___ Record list

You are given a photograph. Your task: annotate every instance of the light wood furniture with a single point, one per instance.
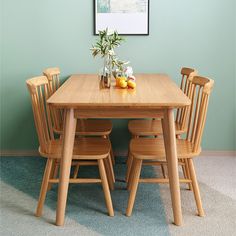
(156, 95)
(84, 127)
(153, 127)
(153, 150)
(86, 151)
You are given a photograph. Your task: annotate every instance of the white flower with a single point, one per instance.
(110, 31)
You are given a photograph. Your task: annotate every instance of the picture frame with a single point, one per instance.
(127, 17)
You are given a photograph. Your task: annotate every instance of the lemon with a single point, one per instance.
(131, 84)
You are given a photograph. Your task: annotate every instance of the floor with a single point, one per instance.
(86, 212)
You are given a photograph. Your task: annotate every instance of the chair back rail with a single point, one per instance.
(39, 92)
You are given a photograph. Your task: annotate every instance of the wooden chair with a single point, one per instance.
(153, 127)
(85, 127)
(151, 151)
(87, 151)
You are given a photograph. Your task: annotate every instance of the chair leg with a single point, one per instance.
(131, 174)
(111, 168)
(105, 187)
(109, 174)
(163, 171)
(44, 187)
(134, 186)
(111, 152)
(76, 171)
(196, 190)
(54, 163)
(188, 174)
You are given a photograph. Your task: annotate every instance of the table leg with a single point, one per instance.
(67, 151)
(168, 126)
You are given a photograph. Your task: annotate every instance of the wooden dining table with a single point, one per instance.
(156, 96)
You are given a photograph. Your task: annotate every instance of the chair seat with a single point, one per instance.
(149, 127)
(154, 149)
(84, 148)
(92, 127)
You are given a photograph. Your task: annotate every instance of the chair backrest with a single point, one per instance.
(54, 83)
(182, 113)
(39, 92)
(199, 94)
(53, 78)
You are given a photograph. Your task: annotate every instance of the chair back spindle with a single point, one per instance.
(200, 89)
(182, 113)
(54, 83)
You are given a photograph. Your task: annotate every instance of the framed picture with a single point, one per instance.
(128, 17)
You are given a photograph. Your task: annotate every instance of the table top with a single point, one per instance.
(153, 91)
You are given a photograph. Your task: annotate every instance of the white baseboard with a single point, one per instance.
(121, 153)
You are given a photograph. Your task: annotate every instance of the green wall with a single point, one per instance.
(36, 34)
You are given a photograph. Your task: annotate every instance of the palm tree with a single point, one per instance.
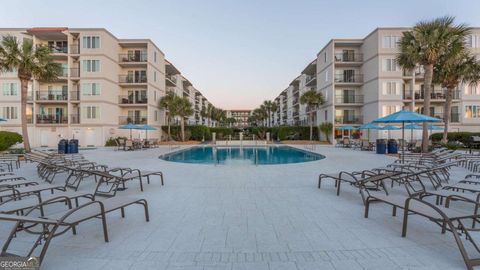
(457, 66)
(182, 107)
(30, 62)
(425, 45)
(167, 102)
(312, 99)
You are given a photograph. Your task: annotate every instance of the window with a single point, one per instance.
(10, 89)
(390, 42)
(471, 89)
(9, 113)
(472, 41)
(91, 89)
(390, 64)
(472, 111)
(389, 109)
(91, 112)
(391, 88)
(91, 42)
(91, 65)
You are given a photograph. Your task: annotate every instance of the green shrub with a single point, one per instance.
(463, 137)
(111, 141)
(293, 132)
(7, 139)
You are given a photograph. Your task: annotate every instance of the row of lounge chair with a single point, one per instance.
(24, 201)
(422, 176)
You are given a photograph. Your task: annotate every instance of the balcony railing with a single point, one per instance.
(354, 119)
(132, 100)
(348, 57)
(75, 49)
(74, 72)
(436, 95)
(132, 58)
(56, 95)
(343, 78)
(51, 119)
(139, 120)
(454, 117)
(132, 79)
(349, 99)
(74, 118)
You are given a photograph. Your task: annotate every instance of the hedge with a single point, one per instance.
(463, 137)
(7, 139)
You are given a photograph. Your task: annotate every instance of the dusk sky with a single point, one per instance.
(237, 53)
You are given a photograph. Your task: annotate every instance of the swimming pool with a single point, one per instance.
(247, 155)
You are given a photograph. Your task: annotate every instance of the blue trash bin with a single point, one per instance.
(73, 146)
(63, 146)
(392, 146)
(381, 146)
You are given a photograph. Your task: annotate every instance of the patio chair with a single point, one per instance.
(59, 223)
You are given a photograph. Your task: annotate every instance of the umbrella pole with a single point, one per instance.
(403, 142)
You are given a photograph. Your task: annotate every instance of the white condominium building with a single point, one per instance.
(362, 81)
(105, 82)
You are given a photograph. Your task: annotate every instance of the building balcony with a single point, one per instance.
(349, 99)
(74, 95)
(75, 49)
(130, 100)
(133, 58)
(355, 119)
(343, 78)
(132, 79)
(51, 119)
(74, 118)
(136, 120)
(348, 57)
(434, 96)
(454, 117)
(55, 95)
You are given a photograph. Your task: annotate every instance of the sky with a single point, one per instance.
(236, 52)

______

Reproduce, word for word, only the lines from the one that contains "of the patio" through the final line.

* _Output for this task_:
You are given a photograph. Your task: annotate every instance of the patio chair with a single point, one per instance.
(59, 223)
You are given a photograph. Your task: annotate every instance of the umbrella pole with a single point, one per instance.
(403, 142)
You are given a photograph. Your task: annotate every instance of the white condominium building with a single point, one per instance.
(362, 81)
(105, 82)
You are given a photograph. Your task: annotate every instance of the building balcony with a single point, one per instance.
(349, 99)
(74, 95)
(75, 49)
(130, 100)
(133, 58)
(355, 119)
(343, 78)
(132, 79)
(51, 119)
(74, 118)
(136, 120)
(348, 57)
(434, 96)
(454, 117)
(55, 95)
You are given a photograph. Your task: annotate every instance of the sky with a single point, one per instance.
(236, 52)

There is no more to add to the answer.